**OBJECTIVE:** Every entry below should be transcribed exactly; pictures stay out of the copy.

**GIVEN RECORDS:**
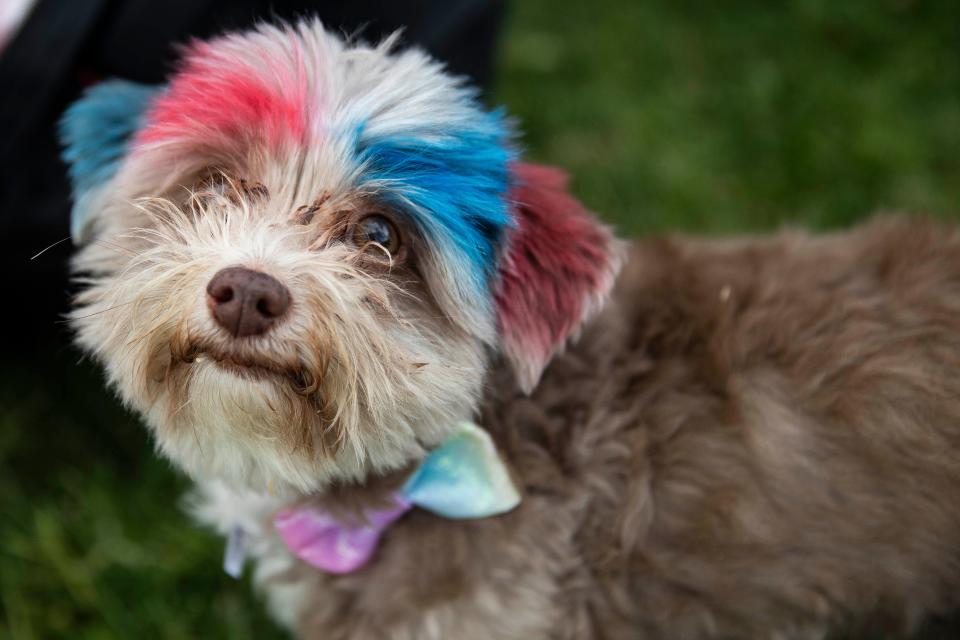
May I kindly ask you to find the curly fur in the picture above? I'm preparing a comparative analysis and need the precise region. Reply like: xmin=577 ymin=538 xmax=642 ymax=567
xmin=65 ymin=17 xmax=960 ymax=640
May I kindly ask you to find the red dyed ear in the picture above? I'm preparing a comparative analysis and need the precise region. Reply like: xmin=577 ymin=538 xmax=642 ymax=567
xmin=494 ymin=164 xmax=620 ymax=392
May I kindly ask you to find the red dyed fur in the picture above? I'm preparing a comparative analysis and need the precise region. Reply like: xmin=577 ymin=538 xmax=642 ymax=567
xmin=494 ymin=164 xmax=619 ymax=390
xmin=137 ymin=43 xmax=308 ymax=148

**EXERCISE SOLUTION:**
May I kindly ask you to find the curly fur in the picture above? I'm preparing a comparative analysis and need the precise region. Reply like: xmin=577 ymin=538 xmax=642 ymax=567
xmin=65 ymin=17 xmax=960 ymax=640
May I kindly ask you to find the red dyed ear in the picture above? I'm preparing a comparative analysis and need the precise region. Reply like: xmin=577 ymin=538 xmax=642 ymax=567
xmin=494 ymin=164 xmax=620 ymax=392
May I kindly ask you to find the red dyed fur in the picture above? I'm preparing a comparative analysis and need the precise region. Reply like: xmin=577 ymin=538 xmax=642 ymax=567
xmin=494 ymin=164 xmax=619 ymax=390
xmin=137 ymin=43 xmax=308 ymax=148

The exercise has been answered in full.